*Quoted passage*
# Is two better than one?



## vinjo (Dec 8, 2010)

I have a 90G tank. I'm keeping African Cichlids. What watt heater is best?

Is having two 200w's or two 250w's better than one 300w?

Which uses less electricty??


----------



## Y2KGT (Jul 20, 2009)

vinjo said:


> I have a 90G tank. I'm keeping African Cichlids. What watt heater is best?
> 
> Is having two 200w's or two 250w's better than one 300w?
> 
> Which uses less electricty??


I think its best to use the appropriate size heater for your tank and therefore I only use one heater per tank.

I like the in-line heaters such as Hydor ETH or Rena Smart Heaters.
http://www.petsandponds.com/en/aquarium-supplies/c5810/c231238/p16505224.html
http://www.petsandponds.com/en/aquarium-supplies/c5810/c378003412/p17089615.html

But if you're not using a canister filter I would suggest the Jager heaters.
http://www.petsandponds.com/en/aquarium-supplies/c5810/c195250/p17579935.html
--
Paul


----------



## BillD (Jun 5, 2006)

Two heaters with a total wattage is better in terms of more even heating as well as less risk if the heater fails in the on position.


----------



## vinjo (Dec 8, 2010)

I am using a eheim 2217, and I would only go Jag for heaters.


----------



## BillD (Jun 5, 2006)

The brand is not as important as the total wattage not being enough to cook your fish. Even Jager heaters have cooked fish. In addition, overly large heaters cycle on and off more often, (often) shortening their life. If you go with one heater, do not exceed the wattage recomended by Jager.


----------



## PanzerFodder (Oct 15, 2010)

BillD said:


> The brand is not as important as the total wattage not being enough to cook your fish. Even Jager heaters have cooked fish. In addition, overly large heaters cycle on and off more often, (often) shortening their life. If you go with one heater, do not exceed the wattage recomended by Jager.


Thats Intresting, as I just bought a Jager 100 Watt Heater to go on a 20 Gallon tank, on the box it says for 26 to 40 gallon! and I assumed it would be OK? as all the other makes of heater in the 100 watt range say that they are good for tanks from 16 to 30 gallons?.

(Coordinate annotation entries)
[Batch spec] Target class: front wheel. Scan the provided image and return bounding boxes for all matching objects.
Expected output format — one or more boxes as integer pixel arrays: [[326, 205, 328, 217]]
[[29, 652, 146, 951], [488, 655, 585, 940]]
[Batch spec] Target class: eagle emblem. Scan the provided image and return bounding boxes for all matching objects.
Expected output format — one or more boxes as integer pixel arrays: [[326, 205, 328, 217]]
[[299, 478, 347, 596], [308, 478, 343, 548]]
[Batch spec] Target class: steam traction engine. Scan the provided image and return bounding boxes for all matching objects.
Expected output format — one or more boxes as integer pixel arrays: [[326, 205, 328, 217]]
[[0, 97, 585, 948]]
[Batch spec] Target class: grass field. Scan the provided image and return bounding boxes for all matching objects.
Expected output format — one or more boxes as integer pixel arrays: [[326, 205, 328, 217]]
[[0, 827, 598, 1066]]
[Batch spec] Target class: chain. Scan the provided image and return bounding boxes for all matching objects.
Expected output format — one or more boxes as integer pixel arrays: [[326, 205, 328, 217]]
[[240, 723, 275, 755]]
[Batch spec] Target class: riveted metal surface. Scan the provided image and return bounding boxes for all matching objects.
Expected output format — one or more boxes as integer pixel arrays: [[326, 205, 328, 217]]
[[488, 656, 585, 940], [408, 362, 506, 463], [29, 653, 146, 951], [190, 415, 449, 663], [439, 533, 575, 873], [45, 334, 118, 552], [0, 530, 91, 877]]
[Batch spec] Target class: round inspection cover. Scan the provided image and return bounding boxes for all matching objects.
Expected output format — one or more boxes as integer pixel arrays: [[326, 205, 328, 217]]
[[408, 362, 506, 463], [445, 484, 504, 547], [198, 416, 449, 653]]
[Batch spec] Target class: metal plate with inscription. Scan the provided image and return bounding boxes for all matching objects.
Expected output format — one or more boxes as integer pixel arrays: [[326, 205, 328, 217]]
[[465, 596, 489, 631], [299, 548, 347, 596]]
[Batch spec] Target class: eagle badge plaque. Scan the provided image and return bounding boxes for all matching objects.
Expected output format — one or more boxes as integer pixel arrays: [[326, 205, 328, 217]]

*Set of tasks*
1) Reproduce the stretch of the aquarium heater thread from "Two heaters with" through "Jag for heaters.".
2) Resume the aquarium heater thread after its last post, picking up right after the final sentence shown.
The records are separate from the aquarium heater thread and stand apart from it.

*Written answers*
1)
Two heaters with a total wattage is better in terms of more even heating as well as less risk if the heater fails in the on position.


----------



## vinjo (Dec 8, 2010)

I am using a eheim 2217, and I would only go Jag for heaters.

2)
Is the "jager 100 watt" ok to use with the 20 gallon tank?, as it will be for my daughter and I don't want to risk cooking her fish, or there will be hell to pay 

Cheer's...PanzerFodder...


----------



## Harry Muscle (Mar 21, 2007)

PanzerFodder said:


> Thats Intresting, as I just bought a Jager 100 Watt Heater to go on a 20 Gallon tank, on the box it says for 26 to 40 gallon! and I assumed it would be OK? as all the other makes of heater in the 100 watt range say that they are good for tanks from 16 to 30 gallons?.
> 
> Is the "jager 100 watt" ok to use with the 20 gallon tank?, as it will be for my daughter and I don't want to risk cooking her fish, or there will be hell to pay
> 
> Cheer's...PanzerFodder...


More often than not the recommendation on heaters is a worst case scenario, meaning you can go with a smaller heater no problem. Best way to determine what heater you need is to do some actual math ... or cheat by using a site that does the math for you like this site: http://www.kernsanalysis.com/HeaterCalculator.cgi

Enjoy,
Harry


----------



## BillD (Jun 5, 2006)

I only have one Jager, a 50 W that has no problem heating a 15 gallon tank. How large a heater is needed depends on the actual difference between the tank temperature and the room temperature. Regardless, it is a good idea to keep tabs on the tank temperature in any heated tank.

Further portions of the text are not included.